> _DIRECTIONS FOR THIS TASK_
Rescale the material from the line containing "the white table" through the end, both included, by rewriting every line with its requests and multiplying each coordinate in the answers by 0.75, rounded to whole numbers with halves rounded up. Leave the sample coordinates in the requests unchanged.

[Pointing and labeling entries]
+-------+

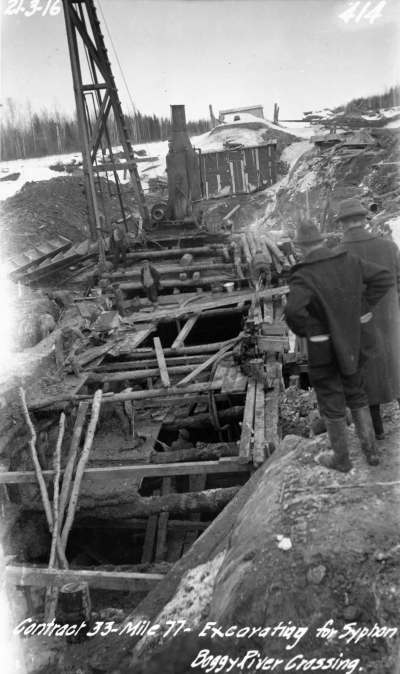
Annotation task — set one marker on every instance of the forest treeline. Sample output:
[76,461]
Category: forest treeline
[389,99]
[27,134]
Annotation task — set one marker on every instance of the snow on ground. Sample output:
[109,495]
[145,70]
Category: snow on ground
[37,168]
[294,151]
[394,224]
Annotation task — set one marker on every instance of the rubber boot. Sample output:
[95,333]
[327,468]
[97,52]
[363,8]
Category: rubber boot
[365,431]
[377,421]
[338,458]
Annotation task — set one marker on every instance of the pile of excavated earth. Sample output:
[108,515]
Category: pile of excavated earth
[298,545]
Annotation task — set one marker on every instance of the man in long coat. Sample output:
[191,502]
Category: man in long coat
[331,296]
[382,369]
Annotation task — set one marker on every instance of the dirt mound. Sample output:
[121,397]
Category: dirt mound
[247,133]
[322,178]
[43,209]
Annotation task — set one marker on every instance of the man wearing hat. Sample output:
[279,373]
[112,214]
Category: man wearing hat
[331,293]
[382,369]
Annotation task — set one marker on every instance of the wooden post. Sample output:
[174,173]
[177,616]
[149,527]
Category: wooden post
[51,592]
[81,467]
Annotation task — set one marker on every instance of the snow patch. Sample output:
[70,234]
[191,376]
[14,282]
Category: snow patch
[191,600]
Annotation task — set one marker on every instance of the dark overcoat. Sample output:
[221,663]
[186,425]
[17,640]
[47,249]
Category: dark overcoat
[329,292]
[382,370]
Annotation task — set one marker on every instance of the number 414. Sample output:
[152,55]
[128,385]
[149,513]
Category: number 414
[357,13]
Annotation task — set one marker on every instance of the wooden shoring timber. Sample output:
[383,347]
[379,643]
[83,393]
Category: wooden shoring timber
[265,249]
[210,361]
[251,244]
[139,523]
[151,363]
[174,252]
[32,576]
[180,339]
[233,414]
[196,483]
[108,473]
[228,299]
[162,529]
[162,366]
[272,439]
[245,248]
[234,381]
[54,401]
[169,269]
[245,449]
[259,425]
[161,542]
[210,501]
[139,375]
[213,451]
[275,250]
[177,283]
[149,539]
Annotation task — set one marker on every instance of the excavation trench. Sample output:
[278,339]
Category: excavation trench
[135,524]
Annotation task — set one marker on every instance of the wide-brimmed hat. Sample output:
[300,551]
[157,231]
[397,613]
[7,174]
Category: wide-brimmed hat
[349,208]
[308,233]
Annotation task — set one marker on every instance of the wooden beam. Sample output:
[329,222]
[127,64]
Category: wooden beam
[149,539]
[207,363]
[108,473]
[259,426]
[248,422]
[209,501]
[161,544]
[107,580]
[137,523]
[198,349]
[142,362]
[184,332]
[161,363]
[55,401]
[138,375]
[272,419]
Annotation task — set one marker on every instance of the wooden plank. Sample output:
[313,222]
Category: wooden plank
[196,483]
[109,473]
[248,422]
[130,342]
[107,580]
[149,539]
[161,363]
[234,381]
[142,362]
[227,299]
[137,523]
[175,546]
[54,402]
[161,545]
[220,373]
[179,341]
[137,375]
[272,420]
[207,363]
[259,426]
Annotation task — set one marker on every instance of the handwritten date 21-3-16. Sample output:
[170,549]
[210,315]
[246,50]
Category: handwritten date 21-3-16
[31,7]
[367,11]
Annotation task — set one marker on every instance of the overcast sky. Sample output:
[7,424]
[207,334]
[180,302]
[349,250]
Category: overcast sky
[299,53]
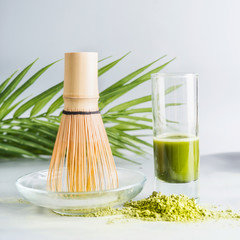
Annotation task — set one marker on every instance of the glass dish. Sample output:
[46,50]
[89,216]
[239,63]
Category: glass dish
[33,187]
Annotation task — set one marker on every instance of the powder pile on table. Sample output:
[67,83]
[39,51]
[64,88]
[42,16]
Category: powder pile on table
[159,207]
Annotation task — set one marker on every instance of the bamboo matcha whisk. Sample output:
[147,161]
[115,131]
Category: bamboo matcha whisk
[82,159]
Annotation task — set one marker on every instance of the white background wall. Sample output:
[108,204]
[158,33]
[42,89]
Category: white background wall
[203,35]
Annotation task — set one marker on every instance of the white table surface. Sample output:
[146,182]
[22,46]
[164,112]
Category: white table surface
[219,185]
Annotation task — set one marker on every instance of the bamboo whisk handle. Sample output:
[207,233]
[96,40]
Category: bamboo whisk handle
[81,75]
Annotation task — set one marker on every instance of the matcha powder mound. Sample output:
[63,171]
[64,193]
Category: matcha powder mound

+-------+

> _FINISHED ANSWER_
Annotation task — set one marker on every instance of the white table surface. Sample output:
[146,182]
[22,46]
[164,112]
Category: white table surface
[164,139]
Annotation task — set one marker on every instance of the bamboo whisk handle. Sample output:
[207,233]
[96,40]
Category: bamboo whisk handle
[61,56]
Annotation task — set one marker on every instance of the matcha powder mound. Sample output:
[63,171]
[64,193]
Category: matcha powder mound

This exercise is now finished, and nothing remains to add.